** Opening Records to process block **
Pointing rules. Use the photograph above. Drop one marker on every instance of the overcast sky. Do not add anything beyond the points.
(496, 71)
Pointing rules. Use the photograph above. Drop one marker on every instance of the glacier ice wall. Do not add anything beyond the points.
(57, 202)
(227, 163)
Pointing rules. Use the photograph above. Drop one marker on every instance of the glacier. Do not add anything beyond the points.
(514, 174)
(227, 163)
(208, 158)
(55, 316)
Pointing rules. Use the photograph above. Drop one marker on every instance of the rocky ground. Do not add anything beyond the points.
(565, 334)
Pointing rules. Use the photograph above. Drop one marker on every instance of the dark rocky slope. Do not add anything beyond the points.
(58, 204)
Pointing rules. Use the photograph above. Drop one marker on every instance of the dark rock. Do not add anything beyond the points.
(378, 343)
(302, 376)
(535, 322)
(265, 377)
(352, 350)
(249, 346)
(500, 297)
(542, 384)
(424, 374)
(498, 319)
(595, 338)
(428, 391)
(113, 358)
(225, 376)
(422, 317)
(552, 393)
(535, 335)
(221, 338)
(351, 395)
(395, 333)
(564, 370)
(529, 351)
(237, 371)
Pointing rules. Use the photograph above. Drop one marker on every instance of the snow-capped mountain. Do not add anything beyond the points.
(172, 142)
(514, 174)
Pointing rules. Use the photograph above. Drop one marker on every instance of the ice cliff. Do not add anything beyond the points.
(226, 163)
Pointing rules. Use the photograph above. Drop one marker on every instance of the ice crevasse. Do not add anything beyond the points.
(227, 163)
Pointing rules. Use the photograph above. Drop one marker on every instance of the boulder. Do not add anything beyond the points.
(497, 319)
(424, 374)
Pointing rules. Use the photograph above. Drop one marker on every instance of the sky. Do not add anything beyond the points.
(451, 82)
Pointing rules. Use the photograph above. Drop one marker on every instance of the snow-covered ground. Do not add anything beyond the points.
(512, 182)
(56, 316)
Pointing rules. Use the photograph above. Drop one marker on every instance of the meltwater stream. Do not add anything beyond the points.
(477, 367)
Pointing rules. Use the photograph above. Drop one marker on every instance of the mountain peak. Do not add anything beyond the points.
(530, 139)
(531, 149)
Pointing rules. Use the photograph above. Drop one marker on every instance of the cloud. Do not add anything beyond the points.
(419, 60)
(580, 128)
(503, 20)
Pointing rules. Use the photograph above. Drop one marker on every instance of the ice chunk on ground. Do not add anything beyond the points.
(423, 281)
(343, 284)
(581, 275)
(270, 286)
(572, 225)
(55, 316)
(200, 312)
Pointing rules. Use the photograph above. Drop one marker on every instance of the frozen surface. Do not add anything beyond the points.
** Closing Records to process block **
Task details: I need exact copies of the lines from the one holding "cliff. Do not add anything beyond the points." through the end of the records above, and nothing beyond them.

Your response:
Pointing rules. Use the photograph above. Drop one marker on every instance of the ice cliff. Do not add anything beyond the points.
(226, 163)
Pointing rules. Use the photograph above. Drop one marker on every instance of the ice crevasse. Do not add anything beyond the points.
(227, 163)
Pointing rules. Use the photograph above. Drop one marker on every instance of the boulder. Do not add anything beyond the points.
(497, 319)
(424, 374)
Pointing rules. Use the photograph above. Drop one marker on every instance of the sky. Do not add anything beyond the points.
(451, 82)
Pointing rules. Use the photograph above. Drop one marker on every instance of the snow-covered ground. Do not add anything beyond the points.
(512, 182)
(56, 316)
Pointing rules. Use the photograph above. Drop one marker on every instance of the meltwater stream. Do not add anything beyond the points.
(477, 367)
Pointing rules. Use the photograph above. Drop one marker on every instance of the mountain peak. Do not add anything beyond the points.
(530, 139)
(531, 149)
Pointing rules. Use the photograph above. Drop one marker on every instance of the cloud. Do not add anything beyond the points.
(419, 60)
(580, 128)
(503, 20)
Pointing rules. Use the photograph above. Drop one marker on every instance of the ice chunk on ground. Do not add anything beyond the points.
(423, 281)
(343, 284)
(581, 275)
(270, 286)
(572, 225)
(55, 316)
(200, 312)
Pointing rules. Use the photograph above. Drop one marker on every instance of the frozen surface. Do not add anything beyond the points.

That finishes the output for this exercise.